▸ **Texto para leitura**
Desse modo, dificulta-se a prisão em flagrante, já que, a rigor, não há como se saber que a pessoa traz consigo ou tem em depósito entorpecente sem uma prévia revista policial.

Pois bem, é aí que reside o problema.

Exemplifique-se com fatos que ocorrem diuturnamente.

A polícia militar recebe “denúncia anônima” de que um sujeito com certas características trafica entorpecente num determinado local. Chegando a esse local, os policiais se deparam com esse sujeito, cujas características coincidem com aquelas constantes da referida “denúncia anônima”. Por alguma razão qualquer, até mesmo por estar trazendo drogas consigo ou por ter drogas em depósito dentro do imóvel, o sujeito ingressa em seu domicílio correndo.

Os policiais, considerando essa atitude do sujeito suspeita, correm atrás e ingressam no domicílio dele, ocasião em que acabam flagrando-o com entorpecentes.

Trata-se de prisão em flagrante correta ou não?

Se partir-se do pressuposto de que o crime permanente permite a prisão em flagrante a qualquer momento, a resposta seria positiva.

A interpretação constitucional que se deve conferir ao artigo 5o, inciso XI, da Constituição Federal, entretanto, deixa evidente a inconstitucionalidade do flagrante, que inarredavelmente ensejará o relaxamento da prisão.

Com efeito, o ingresso dos policiais no domicílio desse sujeito não foi precedido pela flagrante de qualquer crime.

Eles entraram em domicílio alheio sem que houvesse autorização de quem de direito, nem desastre, nem para prestar socorro, nem em cumprimento a ordem judicial, tampouco por ter havido flagrante.

No momento em que violaram o direito fundamental à inviolabilidade do domicílio, não havia nenhuma dessas exceções constitucionalmente previstas na consciência deles.

Justamente por isso que se pergunta, em momento anterior: bastava a existência da exceção constitucional ou se fazia necessária a ciência por parte do agente do Estado de que essa exceção constitucional existia?

Inverteu-se a regra anteriormente referida: flagro-o cometendo um crime, logo ingresso no domicílio dele para prendê-lo em flagrante.

Na espécie, o que os policiais tinham em mente quando violaram o direito em tela era o seguinte: ingresso no domicílio dele, logo flagro-o e prendo-o.

Não se tem dúvida de que se trata de uma singeleza, de um detalhe, mas que faz toda a diferença, porque reduz sensivelmente a eficácia jurídica desse fundamental direito.

▸ **Tarefa a realizar**
Transcreva sem alterações o trecho do texto sobre a inviolabilidade do domicílio que vai de "Justamente por isso" até "prendê-lo em flagrante.".

▸ **Dados**
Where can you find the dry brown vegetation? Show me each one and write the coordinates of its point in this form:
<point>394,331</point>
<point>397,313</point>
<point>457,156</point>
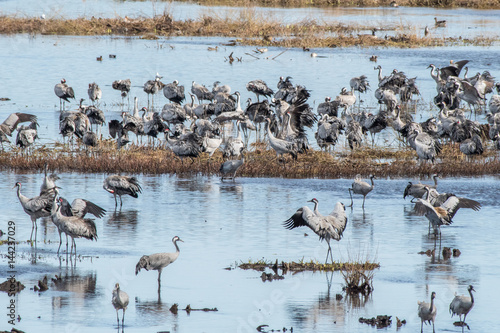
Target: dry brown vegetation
<point>260,162</point>
<point>301,266</point>
<point>249,27</point>
<point>479,4</point>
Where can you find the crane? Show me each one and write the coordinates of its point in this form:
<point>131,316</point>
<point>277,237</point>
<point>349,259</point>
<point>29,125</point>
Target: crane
<point>326,227</point>
<point>95,93</point>
<point>461,305</point>
<point>120,302</point>
<point>121,185</point>
<point>73,226</point>
<point>361,187</point>
<point>63,91</point>
<point>442,214</point>
<point>418,190</point>
<point>158,261</point>
<point>427,312</point>
<point>259,87</point>
<point>9,125</point>
<point>36,207</point>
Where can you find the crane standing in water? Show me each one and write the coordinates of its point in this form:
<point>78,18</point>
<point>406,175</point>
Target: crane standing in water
<point>158,261</point>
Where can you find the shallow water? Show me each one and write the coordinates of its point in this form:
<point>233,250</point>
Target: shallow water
<point>225,223</point>
<point>33,65</point>
<point>461,22</point>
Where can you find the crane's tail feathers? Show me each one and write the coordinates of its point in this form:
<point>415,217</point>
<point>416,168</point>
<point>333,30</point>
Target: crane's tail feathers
<point>143,263</point>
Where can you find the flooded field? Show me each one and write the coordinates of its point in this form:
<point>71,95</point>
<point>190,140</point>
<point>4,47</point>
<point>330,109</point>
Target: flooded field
<point>242,221</point>
<point>226,223</point>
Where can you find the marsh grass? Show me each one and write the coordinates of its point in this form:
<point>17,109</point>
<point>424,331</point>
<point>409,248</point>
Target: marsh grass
<point>312,265</point>
<point>260,162</point>
<point>248,26</point>
<point>478,4</point>
<point>358,278</point>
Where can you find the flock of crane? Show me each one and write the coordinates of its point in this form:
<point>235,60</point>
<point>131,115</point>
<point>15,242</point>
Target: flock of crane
<point>286,115</point>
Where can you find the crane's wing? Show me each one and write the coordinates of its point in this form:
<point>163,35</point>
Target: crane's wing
<point>303,217</point>
<point>81,207</point>
<point>14,119</point>
<point>454,203</point>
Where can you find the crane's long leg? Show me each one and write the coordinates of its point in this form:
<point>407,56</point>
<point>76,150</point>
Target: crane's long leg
<point>350,193</point>
<point>32,228</point>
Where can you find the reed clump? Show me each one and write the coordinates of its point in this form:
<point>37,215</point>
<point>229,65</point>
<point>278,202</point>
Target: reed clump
<point>313,266</point>
<point>249,27</point>
<point>477,4</point>
<point>260,162</point>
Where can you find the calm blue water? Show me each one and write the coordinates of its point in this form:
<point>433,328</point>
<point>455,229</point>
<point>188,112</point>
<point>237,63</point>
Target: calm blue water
<point>224,224</point>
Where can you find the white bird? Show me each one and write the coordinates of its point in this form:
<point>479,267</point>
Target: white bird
<point>120,302</point>
<point>427,312</point>
<point>461,305</point>
<point>158,261</point>
<point>121,185</point>
<point>36,207</point>
<point>361,187</point>
<point>327,227</point>
<point>63,91</point>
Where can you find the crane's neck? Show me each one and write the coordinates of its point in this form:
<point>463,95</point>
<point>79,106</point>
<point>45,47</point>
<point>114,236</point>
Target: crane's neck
<point>380,77</point>
<point>471,296</point>
<point>136,107</point>
<point>176,247</point>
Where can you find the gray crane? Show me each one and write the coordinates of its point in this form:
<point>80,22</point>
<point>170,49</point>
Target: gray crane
<point>174,92</point>
<point>120,302</point>
<point>81,207</point>
<point>259,88</point>
<point>10,124</point>
<point>158,261</point>
<point>442,214</point>
<point>461,305</point>
<point>229,168</point>
<point>439,23</point>
<point>36,207</point>
<point>418,190</point>
<point>426,146</point>
<point>361,187</point>
<point>152,87</point>
<point>49,181</point>
<point>327,227</point>
<point>72,226</point>
<point>95,93</point>
<point>427,312</point>
<point>123,86</point>
<point>122,185</point>
<point>26,135</point>
<point>201,92</point>
<point>64,92</point>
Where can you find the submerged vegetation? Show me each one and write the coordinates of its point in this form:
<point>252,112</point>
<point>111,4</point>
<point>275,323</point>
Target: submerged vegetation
<point>247,27</point>
<point>301,266</point>
<point>260,162</point>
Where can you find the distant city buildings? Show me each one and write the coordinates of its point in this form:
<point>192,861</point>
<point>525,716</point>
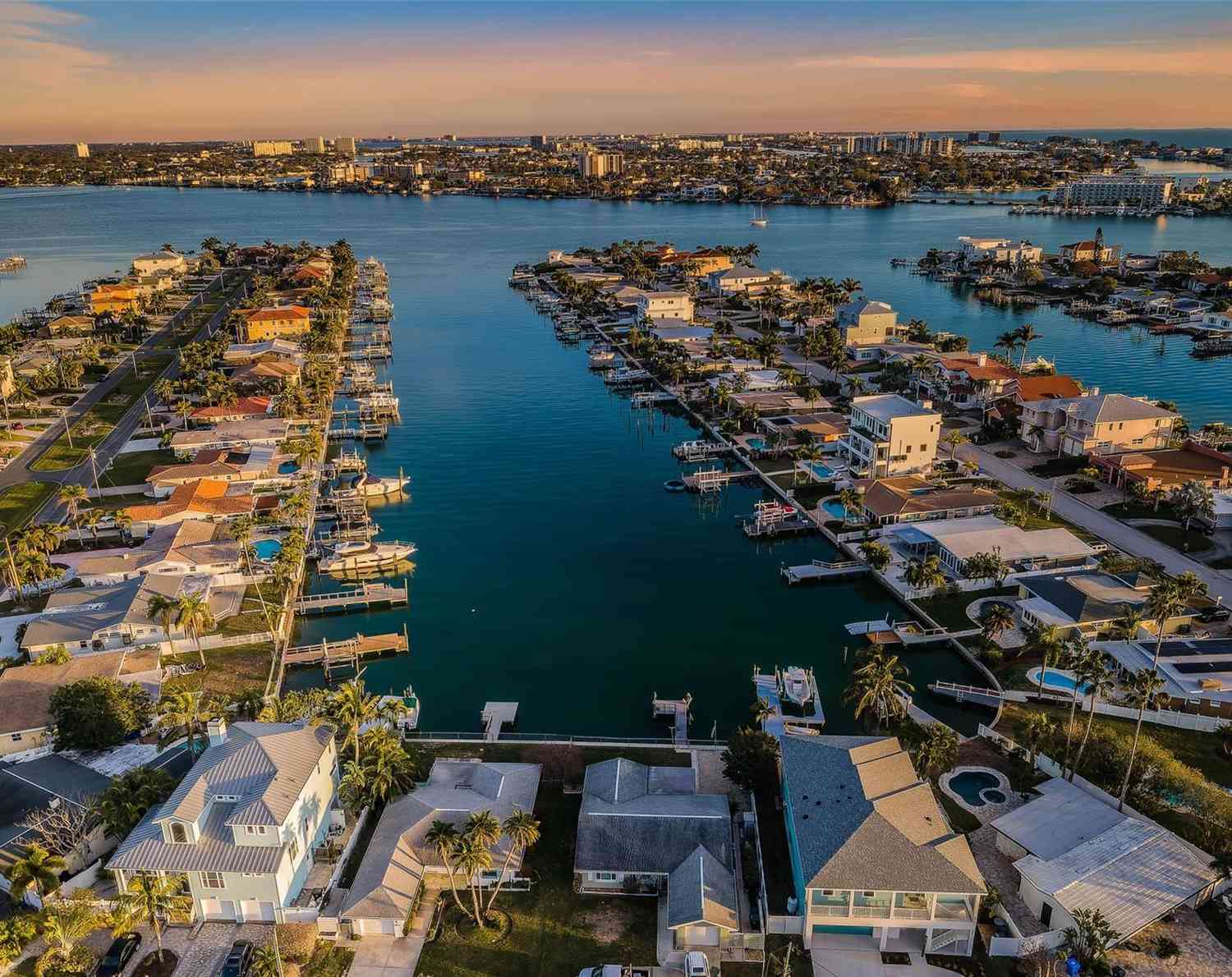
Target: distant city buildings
<point>596,165</point>
<point>273,148</point>
<point>1133,190</point>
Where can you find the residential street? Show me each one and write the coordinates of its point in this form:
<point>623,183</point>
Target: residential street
<point>1106,526</point>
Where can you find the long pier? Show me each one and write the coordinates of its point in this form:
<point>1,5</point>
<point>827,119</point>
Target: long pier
<point>357,598</point>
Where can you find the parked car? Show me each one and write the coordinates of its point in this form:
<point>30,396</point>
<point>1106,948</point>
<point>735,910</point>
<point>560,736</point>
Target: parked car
<point>118,955</point>
<point>696,964</point>
<point>238,960</point>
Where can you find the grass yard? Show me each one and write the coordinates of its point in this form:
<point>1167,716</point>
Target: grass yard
<point>556,932</point>
<point>1195,750</point>
<point>950,612</point>
<point>20,503</point>
<point>133,467</point>
<point>1178,539</point>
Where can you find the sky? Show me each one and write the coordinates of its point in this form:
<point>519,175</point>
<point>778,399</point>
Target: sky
<point>115,71</point>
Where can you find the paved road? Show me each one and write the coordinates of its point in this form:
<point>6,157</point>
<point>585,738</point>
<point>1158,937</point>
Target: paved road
<point>17,470</point>
<point>1106,526</point>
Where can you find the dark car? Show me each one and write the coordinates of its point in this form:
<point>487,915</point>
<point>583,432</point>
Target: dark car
<point>120,952</point>
<point>238,960</point>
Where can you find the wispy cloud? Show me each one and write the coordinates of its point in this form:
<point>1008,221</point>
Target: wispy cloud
<point>1197,61</point>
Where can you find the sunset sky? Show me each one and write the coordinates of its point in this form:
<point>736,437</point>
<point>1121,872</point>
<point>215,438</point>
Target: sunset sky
<point>106,71</point>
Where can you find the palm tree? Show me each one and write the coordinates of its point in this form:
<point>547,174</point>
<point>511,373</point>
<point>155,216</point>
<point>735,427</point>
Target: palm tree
<point>444,837</point>
<point>880,686</point>
<point>1099,681</point>
<point>66,924</point>
<point>522,829</point>
<point>37,868</point>
<point>1143,691</point>
<point>154,900</point>
<point>1025,334</point>
<point>73,497</point>
<point>194,615</point>
<point>185,709</point>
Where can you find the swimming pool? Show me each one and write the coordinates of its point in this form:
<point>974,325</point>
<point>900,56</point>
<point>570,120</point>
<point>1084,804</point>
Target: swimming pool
<point>977,787</point>
<point>1054,679</point>
<point>266,548</point>
<point>834,508</point>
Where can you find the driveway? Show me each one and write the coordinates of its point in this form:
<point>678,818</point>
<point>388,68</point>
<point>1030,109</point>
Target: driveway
<point>1106,526</point>
<point>384,956</point>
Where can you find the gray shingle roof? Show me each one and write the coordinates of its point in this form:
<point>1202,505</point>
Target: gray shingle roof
<point>647,819</point>
<point>702,890</point>
<point>265,765</point>
<point>397,855</point>
<point>869,828</point>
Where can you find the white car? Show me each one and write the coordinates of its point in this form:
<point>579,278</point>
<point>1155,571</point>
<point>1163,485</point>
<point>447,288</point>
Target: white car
<point>696,964</point>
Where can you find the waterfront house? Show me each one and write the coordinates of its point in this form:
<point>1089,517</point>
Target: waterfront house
<point>890,435</point>
<point>914,499</point>
<point>231,436</point>
<point>244,822</point>
<point>388,880</point>
<point>276,322</point>
<point>26,694</point>
<point>1167,468</point>
<point>1098,423</point>
<point>89,620</point>
<point>647,831</point>
<point>874,859</point>
<point>865,320</point>
<point>1073,851</point>
<point>1087,602</point>
<point>664,305</point>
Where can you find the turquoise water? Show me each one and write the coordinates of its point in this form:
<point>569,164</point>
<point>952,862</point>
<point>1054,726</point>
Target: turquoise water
<point>1056,681</point>
<point>552,568</point>
<point>970,782</point>
<point>266,548</point>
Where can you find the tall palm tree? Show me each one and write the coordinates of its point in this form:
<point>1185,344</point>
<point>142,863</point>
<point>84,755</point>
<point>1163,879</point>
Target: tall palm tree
<point>522,831</point>
<point>1143,693</point>
<point>444,837</point>
<point>185,710</point>
<point>37,868</point>
<point>194,615</point>
<point>153,900</point>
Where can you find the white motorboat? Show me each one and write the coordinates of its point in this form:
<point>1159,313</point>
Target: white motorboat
<point>359,556</point>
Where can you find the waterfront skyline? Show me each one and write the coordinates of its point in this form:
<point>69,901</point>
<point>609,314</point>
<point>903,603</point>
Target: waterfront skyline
<point>83,73</point>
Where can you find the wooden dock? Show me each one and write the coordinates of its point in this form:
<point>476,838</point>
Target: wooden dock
<point>352,598</point>
<point>678,709</point>
<point>820,570</point>
<point>335,656</point>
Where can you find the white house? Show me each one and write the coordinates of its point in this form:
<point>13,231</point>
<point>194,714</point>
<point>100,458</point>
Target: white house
<point>243,823</point>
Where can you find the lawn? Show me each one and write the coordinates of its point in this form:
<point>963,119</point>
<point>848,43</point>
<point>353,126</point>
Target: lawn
<point>20,503</point>
<point>1195,750</point>
<point>101,419</point>
<point>133,467</point>
<point>950,612</point>
<point>556,932</point>
<point>1178,539</point>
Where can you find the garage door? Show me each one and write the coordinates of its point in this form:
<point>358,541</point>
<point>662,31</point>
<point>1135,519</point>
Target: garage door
<point>702,935</point>
<point>254,910</point>
<point>218,908</point>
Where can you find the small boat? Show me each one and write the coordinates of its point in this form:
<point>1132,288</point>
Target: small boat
<point>357,556</point>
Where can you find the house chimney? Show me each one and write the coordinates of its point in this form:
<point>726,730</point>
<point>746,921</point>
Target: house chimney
<point>217,732</point>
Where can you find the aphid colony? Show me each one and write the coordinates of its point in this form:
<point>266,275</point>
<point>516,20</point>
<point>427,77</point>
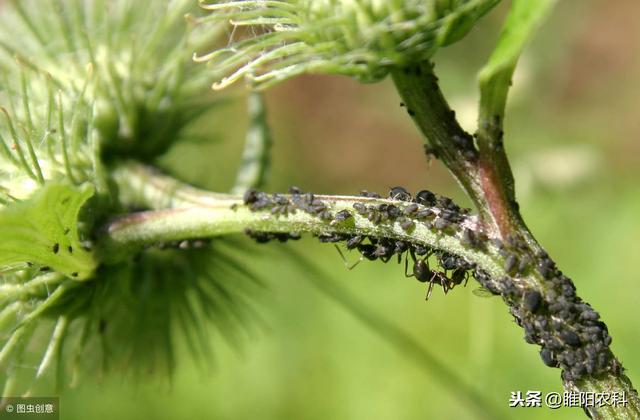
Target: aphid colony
<point>437,213</point>
<point>569,331</point>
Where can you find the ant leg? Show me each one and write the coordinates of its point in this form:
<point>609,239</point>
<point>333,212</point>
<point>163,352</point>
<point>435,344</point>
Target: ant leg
<point>430,287</point>
<point>346,263</point>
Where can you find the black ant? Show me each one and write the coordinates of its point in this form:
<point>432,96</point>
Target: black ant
<point>423,273</point>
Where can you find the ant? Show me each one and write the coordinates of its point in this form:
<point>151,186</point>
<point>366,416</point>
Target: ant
<point>423,273</point>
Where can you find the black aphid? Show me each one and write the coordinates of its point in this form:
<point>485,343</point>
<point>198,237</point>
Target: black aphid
<point>399,193</point>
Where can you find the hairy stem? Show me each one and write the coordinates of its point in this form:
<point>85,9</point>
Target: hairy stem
<point>184,212</point>
<point>535,291</point>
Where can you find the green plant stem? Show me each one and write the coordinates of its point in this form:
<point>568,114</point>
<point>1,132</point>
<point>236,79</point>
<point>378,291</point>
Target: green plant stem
<point>181,212</point>
<point>487,178</point>
<point>185,212</point>
<point>418,87</point>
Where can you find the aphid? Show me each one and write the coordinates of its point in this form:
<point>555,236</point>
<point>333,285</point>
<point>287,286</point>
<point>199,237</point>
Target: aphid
<point>360,208</point>
<point>250,196</point>
<point>374,217</point>
<point>421,270</point>
<point>368,251</point>
<point>441,224</point>
<point>458,276</point>
<point>392,211</point>
<point>469,238</point>
<point>407,225</point>
<point>532,300</point>
<point>331,237</point>
<point>570,338</point>
<point>510,263</point>
<point>547,357</point>
<point>384,252</point>
<point>420,249</point>
<point>355,241</point>
<point>366,193</point>
<point>448,262</point>
<point>425,214</point>
<point>426,198</point>
<point>545,268</point>
<point>342,215</point>
<point>399,193</point>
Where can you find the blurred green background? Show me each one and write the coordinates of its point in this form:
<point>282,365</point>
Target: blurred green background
<point>572,134</point>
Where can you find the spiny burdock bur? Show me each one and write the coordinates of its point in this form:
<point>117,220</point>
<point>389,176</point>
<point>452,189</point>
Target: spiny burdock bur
<point>363,39</point>
<point>85,86</point>
<point>94,92</point>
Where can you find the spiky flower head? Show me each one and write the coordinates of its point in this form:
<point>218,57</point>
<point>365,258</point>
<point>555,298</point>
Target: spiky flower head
<point>85,85</point>
<point>360,38</point>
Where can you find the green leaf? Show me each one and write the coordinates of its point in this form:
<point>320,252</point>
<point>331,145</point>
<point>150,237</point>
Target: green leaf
<point>43,230</point>
<point>495,77</point>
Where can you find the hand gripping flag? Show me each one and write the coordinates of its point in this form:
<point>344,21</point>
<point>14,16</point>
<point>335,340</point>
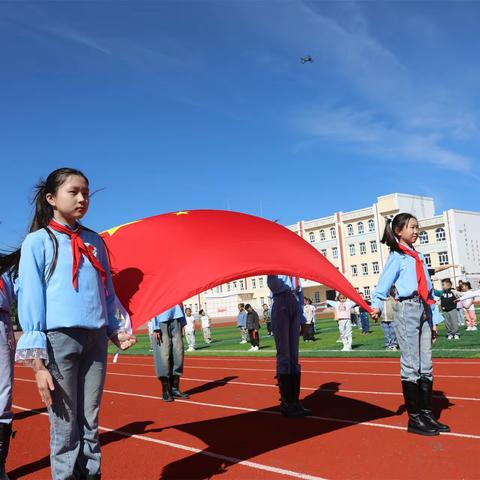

▸ **Resposta do exercício**
Justamente por isso que se pergunta, em momento anterior: bastava a existência da exceção constitucional ou se fazia necessária a ciência por parte do agente do Estado de que essa exceção constitucional existia?

Inverteu-se a regra anteriormente referida: flagro-o cometendo um crime, logo ingresso no domicílio dele para prendê-lo em flagrante.